_TASK STATEMENT_: State how many lines of the records below contain the word "foliage", treating uppercase and lowercase as different. Reply with the number alone.

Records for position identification
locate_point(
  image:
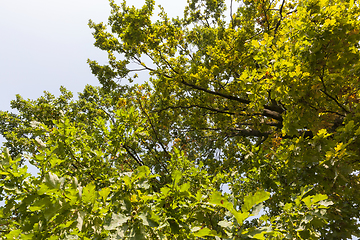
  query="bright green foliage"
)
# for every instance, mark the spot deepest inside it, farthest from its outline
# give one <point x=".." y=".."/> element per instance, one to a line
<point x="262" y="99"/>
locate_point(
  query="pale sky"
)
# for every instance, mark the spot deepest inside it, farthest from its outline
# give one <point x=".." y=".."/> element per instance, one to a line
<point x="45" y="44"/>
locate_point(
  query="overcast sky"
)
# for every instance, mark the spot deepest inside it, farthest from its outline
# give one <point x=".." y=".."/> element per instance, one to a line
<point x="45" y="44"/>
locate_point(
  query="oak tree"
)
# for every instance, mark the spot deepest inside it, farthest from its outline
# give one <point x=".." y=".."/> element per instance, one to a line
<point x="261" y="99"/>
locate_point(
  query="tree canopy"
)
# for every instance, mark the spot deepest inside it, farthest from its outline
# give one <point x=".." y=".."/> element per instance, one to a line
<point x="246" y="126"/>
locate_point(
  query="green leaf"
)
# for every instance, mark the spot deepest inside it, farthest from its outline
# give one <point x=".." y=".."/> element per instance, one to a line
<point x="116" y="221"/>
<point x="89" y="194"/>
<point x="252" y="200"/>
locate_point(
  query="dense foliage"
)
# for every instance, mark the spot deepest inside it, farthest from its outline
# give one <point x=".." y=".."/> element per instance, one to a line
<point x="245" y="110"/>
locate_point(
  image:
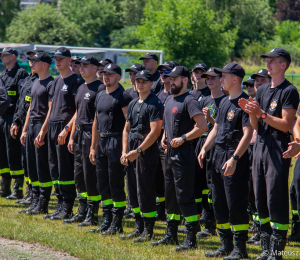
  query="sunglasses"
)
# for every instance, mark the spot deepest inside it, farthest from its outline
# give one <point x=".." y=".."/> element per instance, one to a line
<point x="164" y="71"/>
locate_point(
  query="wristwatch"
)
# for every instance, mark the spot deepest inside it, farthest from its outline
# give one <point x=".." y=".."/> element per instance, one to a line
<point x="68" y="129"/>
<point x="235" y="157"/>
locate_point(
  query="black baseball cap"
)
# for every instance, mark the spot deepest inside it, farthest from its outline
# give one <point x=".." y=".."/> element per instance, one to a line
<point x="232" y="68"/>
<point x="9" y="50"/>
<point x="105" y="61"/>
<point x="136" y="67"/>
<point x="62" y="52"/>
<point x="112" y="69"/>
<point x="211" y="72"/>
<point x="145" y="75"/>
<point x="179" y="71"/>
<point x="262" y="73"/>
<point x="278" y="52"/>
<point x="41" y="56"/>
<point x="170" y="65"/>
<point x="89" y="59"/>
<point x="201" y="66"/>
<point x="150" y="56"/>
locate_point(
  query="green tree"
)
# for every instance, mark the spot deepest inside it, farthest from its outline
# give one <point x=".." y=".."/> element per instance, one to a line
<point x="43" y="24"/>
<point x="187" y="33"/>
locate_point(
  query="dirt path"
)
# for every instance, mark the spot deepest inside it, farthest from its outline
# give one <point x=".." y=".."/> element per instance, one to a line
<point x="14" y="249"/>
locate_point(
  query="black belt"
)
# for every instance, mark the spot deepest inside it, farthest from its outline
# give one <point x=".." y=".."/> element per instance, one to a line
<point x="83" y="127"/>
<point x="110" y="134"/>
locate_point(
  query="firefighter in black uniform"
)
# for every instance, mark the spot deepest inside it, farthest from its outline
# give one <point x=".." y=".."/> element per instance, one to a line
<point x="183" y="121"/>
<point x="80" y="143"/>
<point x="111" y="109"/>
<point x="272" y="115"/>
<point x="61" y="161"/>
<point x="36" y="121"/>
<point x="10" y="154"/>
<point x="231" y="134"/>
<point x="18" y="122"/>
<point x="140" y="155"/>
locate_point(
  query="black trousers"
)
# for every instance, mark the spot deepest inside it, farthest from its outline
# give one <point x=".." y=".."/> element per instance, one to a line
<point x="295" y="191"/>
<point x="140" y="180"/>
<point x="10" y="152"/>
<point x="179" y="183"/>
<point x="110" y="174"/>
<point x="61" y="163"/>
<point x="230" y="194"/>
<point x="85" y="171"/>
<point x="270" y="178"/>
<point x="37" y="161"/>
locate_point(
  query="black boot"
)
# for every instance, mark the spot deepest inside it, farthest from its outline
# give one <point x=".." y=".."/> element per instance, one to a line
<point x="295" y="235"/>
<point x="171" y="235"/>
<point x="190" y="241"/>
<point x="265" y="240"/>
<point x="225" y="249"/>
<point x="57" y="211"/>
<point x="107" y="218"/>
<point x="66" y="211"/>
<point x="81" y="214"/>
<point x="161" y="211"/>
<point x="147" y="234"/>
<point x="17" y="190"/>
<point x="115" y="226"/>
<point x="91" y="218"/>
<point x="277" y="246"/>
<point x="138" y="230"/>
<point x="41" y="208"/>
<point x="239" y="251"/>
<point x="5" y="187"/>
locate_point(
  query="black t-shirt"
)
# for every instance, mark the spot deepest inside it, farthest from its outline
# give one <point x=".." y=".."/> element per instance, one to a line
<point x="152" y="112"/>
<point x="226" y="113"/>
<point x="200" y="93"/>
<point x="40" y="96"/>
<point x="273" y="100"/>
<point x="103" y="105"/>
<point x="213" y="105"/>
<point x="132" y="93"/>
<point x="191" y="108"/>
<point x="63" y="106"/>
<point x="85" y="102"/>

_CORRECT RESULT_: 2